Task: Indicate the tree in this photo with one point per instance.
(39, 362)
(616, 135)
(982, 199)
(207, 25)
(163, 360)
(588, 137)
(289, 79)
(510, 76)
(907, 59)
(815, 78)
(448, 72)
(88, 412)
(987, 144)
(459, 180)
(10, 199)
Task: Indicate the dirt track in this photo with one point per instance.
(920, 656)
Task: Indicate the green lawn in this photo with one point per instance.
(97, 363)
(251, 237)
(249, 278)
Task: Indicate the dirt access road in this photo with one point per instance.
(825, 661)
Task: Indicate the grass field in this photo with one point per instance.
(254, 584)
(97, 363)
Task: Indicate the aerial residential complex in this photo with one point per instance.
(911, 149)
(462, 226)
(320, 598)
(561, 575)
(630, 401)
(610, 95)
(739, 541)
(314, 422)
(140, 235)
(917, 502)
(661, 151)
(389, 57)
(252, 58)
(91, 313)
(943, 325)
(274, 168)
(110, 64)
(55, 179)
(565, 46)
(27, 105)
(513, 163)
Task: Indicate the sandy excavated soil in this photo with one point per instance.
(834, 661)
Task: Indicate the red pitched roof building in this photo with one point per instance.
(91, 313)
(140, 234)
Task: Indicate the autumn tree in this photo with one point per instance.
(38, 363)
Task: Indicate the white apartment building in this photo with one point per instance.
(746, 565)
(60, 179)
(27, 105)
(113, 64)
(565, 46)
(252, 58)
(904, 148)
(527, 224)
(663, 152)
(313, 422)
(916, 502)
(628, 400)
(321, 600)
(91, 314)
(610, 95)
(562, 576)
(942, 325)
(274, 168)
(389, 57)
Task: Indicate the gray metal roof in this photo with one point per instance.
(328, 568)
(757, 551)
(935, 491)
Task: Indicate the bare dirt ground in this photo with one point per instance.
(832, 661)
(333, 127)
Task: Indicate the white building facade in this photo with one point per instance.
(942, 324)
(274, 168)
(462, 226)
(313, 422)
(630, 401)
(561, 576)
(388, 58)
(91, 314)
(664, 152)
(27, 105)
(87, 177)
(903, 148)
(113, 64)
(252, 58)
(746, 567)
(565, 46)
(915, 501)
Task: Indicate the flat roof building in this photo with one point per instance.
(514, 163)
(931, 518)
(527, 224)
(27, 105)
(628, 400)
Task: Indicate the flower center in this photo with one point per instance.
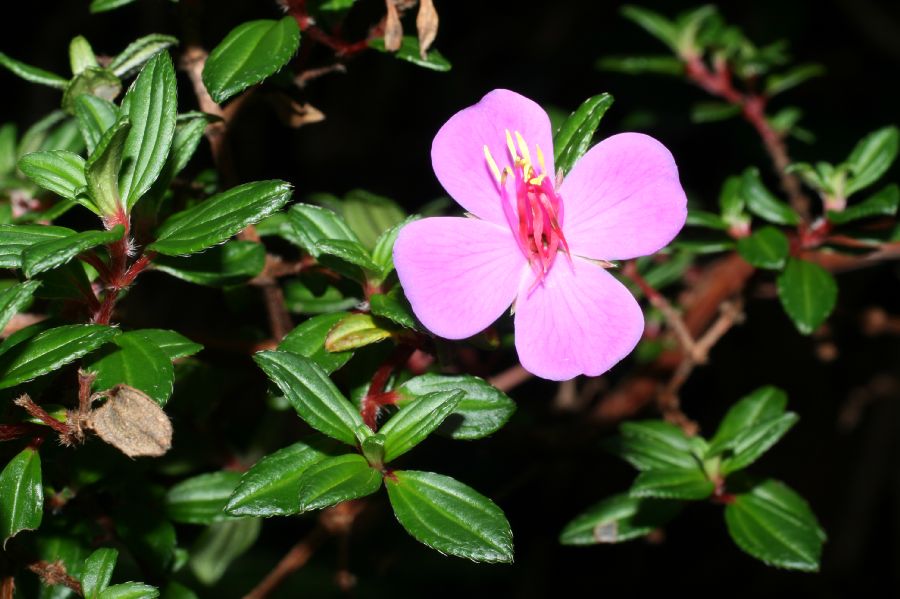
(532, 206)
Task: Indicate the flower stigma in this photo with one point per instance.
(533, 207)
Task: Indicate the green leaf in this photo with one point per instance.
(21, 495)
(686, 483)
(337, 479)
(654, 445)
(13, 298)
(56, 170)
(151, 105)
(781, 82)
(775, 525)
(15, 239)
(49, 350)
(228, 264)
(272, 486)
(312, 224)
(32, 74)
(53, 253)
(250, 53)
(763, 404)
(134, 360)
(220, 545)
(409, 51)
(102, 168)
(449, 516)
(138, 52)
(411, 425)
(130, 590)
(202, 499)
(97, 571)
(355, 331)
(752, 442)
(311, 392)
(174, 345)
(95, 116)
(639, 65)
(308, 340)
(871, 158)
(765, 248)
(219, 217)
(808, 293)
(763, 204)
(393, 306)
(98, 6)
(710, 112)
(482, 410)
(883, 203)
(619, 518)
(654, 23)
(575, 135)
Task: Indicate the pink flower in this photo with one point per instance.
(621, 200)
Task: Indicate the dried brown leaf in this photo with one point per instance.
(132, 423)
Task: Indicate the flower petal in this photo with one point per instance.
(459, 274)
(581, 320)
(623, 199)
(457, 153)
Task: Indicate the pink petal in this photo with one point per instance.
(580, 321)
(457, 153)
(459, 274)
(623, 199)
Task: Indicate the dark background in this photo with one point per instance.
(545, 467)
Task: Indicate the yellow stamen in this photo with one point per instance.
(491, 164)
(523, 147)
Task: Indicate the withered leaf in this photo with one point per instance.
(132, 423)
(393, 30)
(426, 25)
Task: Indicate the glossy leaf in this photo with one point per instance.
(97, 571)
(21, 495)
(808, 293)
(871, 158)
(102, 168)
(883, 203)
(409, 51)
(134, 360)
(13, 298)
(449, 516)
(202, 499)
(765, 248)
(332, 480)
(619, 518)
(221, 544)
(250, 53)
(654, 445)
(95, 116)
(219, 217)
(308, 340)
(763, 204)
(272, 486)
(227, 264)
(151, 106)
(50, 349)
(354, 331)
(482, 410)
(313, 395)
(132, 58)
(53, 253)
(32, 74)
(411, 425)
(575, 135)
(775, 525)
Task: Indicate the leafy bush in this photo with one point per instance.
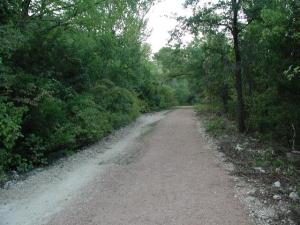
(123, 105)
(90, 121)
(10, 131)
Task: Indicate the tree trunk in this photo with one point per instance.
(238, 69)
(25, 8)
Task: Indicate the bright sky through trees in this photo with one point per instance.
(162, 20)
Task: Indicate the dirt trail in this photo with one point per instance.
(166, 176)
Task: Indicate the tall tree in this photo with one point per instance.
(223, 16)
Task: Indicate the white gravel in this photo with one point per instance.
(48, 191)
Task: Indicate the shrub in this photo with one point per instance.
(10, 131)
(89, 119)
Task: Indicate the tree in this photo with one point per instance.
(223, 16)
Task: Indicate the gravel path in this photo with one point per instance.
(163, 175)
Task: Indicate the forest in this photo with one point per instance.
(72, 72)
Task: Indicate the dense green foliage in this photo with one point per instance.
(269, 46)
(70, 73)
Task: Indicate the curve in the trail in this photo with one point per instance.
(172, 177)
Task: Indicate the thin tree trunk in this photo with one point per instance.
(238, 69)
(25, 8)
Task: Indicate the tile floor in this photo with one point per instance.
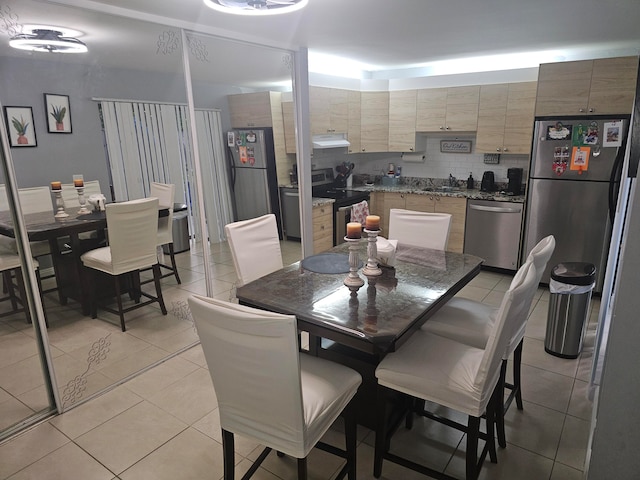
(163, 424)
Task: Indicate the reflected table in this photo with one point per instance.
(361, 326)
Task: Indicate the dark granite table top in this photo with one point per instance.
(380, 315)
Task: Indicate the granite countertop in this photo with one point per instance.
(474, 194)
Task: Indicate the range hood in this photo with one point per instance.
(334, 140)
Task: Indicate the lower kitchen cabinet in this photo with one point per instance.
(322, 216)
(430, 203)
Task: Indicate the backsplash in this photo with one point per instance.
(436, 165)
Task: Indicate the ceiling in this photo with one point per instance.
(385, 39)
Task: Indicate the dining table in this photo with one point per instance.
(359, 326)
(66, 246)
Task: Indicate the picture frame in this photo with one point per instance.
(20, 127)
(58, 113)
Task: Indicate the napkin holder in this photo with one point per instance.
(386, 251)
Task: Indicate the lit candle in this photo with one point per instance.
(354, 230)
(372, 222)
(78, 181)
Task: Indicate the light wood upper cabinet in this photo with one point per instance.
(453, 109)
(505, 118)
(355, 121)
(585, 87)
(402, 121)
(374, 115)
(254, 109)
(328, 110)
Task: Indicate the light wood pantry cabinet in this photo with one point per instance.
(453, 109)
(374, 115)
(505, 118)
(587, 87)
(402, 120)
(455, 206)
(322, 218)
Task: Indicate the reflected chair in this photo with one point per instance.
(255, 247)
(470, 322)
(461, 377)
(267, 391)
(419, 229)
(10, 266)
(133, 230)
(164, 193)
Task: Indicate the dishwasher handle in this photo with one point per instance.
(484, 208)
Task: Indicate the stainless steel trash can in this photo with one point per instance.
(180, 230)
(570, 296)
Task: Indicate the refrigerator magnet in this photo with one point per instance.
(580, 159)
(612, 136)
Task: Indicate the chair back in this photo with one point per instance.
(255, 369)
(35, 200)
(133, 229)
(539, 256)
(255, 247)
(514, 306)
(420, 229)
(165, 193)
(70, 194)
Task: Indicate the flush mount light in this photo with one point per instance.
(47, 40)
(256, 7)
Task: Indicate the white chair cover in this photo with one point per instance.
(451, 373)
(164, 193)
(255, 247)
(420, 229)
(267, 390)
(133, 228)
(470, 322)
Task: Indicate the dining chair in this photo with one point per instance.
(165, 194)
(269, 392)
(11, 267)
(470, 322)
(462, 377)
(420, 229)
(133, 229)
(255, 247)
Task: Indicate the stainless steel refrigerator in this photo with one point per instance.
(573, 187)
(252, 173)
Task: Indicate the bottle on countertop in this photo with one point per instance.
(470, 182)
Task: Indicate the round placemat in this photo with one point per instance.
(327, 263)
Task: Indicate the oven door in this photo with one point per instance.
(342, 217)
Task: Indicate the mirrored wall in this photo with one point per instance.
(133, 72)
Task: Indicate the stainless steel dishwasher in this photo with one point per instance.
(492, 232)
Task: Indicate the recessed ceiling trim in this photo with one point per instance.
(256, 7)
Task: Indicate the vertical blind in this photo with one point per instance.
(150, 142)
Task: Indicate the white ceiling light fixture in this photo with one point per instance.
(48, 39)
(256, 7)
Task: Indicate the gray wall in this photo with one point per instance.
(59, 156)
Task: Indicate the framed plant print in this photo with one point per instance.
(20, 126)
(58, 113)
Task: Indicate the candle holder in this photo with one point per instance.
(82, 201)
(371, 268)
(60, 205)
(353, 280)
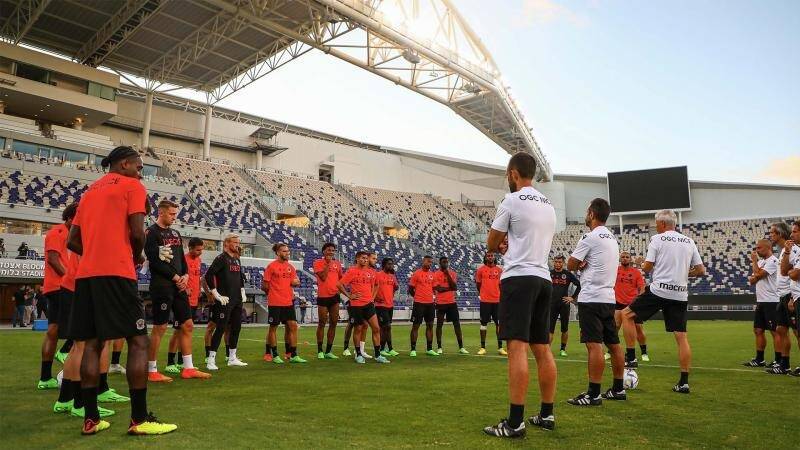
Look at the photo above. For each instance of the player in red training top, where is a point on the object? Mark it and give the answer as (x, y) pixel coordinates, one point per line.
(446, 308)
(420, 286)
(108, 233)
(360, 279)
(630, 284)
(279, 279)
(487, 280)
(328, 272)
(384, 304)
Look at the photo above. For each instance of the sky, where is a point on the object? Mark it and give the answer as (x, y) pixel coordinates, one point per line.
(606, 86)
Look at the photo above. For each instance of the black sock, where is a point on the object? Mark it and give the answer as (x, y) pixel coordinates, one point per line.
(103, 383)
(90, 403)
(65, 392)
(546, 410)
(138, 404)
(515, 413)
(77, 395)
(66, 347)
(47, 370)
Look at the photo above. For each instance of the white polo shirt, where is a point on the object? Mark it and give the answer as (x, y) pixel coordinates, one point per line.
(672, 255)
(530, 221)
(767, 287)
(600, 251)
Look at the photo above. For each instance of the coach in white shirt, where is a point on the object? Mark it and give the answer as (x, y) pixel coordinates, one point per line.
(765, 278)
(597, 256)
(528, 221)
(672, 258)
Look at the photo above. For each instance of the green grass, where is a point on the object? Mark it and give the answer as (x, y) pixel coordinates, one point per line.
(423, 402)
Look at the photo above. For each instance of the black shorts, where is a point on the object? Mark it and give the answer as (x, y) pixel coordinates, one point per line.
(166, 300)
(489, 313)
(327, 302)
(765, 316)
(360, 314)
(422, 311)
(64, 300)
(281, 315)
(448, 312)
(53, 306)
(674, 311)
(385, 315)
(620, 306)
(525, 309)
(106, 308)
(784, 318)
(597, 323)
(559, 308)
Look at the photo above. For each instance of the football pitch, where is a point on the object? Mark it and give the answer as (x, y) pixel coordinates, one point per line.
(423, 401)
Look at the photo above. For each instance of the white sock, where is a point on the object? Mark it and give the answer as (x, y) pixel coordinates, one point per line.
(187, 362)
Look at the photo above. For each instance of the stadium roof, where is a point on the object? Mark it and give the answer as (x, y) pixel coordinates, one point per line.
(221, 46)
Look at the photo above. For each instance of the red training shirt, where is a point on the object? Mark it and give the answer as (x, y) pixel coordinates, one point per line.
(489, 278)
(193, 270)
(629, 282)
(444, 298)
(279, 276)
(361, 281)
(422, 282)
(387, 283)
(327, 288)
(103, 218)
(54, 241)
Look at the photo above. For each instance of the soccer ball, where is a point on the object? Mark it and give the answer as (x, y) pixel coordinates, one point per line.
(630, 379)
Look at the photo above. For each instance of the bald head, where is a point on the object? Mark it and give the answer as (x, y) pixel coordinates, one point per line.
(764, 248)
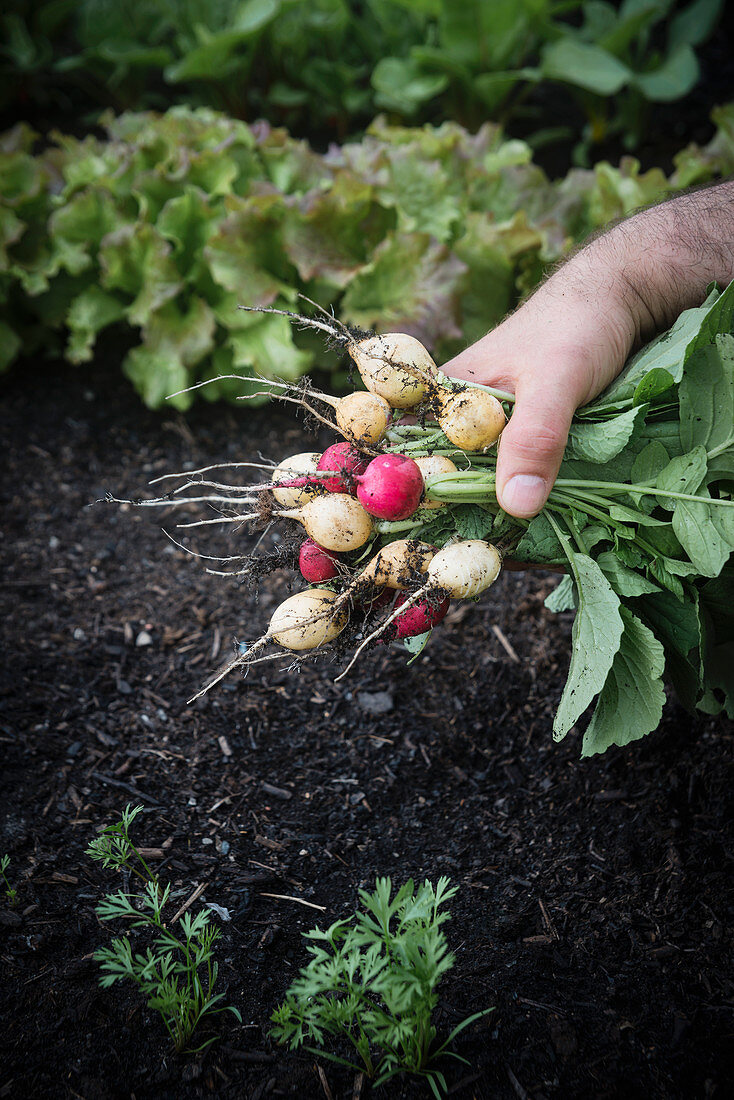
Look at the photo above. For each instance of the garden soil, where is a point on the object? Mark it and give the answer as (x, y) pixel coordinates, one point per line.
(595, 905)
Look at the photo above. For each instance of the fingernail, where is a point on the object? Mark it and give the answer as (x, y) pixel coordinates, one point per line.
(524, 495)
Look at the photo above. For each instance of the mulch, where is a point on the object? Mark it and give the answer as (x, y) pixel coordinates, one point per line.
(595, 904)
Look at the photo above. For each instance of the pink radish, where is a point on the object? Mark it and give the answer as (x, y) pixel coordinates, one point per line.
(316, 564)
(420, 616)
(342, 459)
(391, 486)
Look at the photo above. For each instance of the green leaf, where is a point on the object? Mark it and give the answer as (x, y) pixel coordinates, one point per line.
(682, 474)
(187, 221)
(423, 193)
(720, 681)
(600, 442)
(540, 543)
(10, 344)
(266, 348)
(412, 285)
(596, 631)
(174, 341)
(402, 85)
(625, 581)
(584, 65)
(649, 463)
(692, 24)
(472, 520)
(655, 384)
(416, 645)
(562, 598)
(694, 328)
(675, 78)
(631, 702)
(214, 54)
(707, 398)
(675, 622)
(90, 311)
(330, 234)
(245, 255)
(137, 261)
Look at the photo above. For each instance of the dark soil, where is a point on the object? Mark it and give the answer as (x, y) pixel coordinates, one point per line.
(595, 905)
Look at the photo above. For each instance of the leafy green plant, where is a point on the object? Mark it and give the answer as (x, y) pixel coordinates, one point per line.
(163, 227)
(326, 67)
(176, 974)
(372, 981)
(10, 891)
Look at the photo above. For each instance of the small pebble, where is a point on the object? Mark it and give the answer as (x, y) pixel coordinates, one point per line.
(375, 702)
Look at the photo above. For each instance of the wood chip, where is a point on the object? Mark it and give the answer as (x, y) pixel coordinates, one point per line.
(300, 901)
(277, 792)
(325, 1084)
(505, 645)
(197, 893)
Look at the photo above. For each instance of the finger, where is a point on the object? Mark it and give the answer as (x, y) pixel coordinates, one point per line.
(488, 361)
(532, 446)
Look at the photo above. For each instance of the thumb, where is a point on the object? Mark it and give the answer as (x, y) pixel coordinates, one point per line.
(532, 446)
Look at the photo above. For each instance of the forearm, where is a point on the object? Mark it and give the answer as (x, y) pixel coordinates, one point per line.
(570, 339)
(660, 261)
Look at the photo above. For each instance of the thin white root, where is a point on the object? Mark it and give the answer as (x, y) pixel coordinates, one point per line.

- **Task prompt**
In the records above, return only the line that contains "the thumb, where" and every line after it through the last, exactly as they appear.

- **Finished task**
Look at the photo above. For each instance of the thumb, where is a point on the object? Mark it and give the answer as (x, y) pixel coordinates, one point per line.
(532, 446)
Look at the photo above. For each instance of the forearm, where is a point on the object? Mark it and give the answer as (x, y) pixel coordinates, one point per line.
(570, 339)
(660, 261)
Look at the photo above. For each instance of the thin white root, where is a point on the object? Mark it and give the answer as (x, y) pixel coordinates, one point per line.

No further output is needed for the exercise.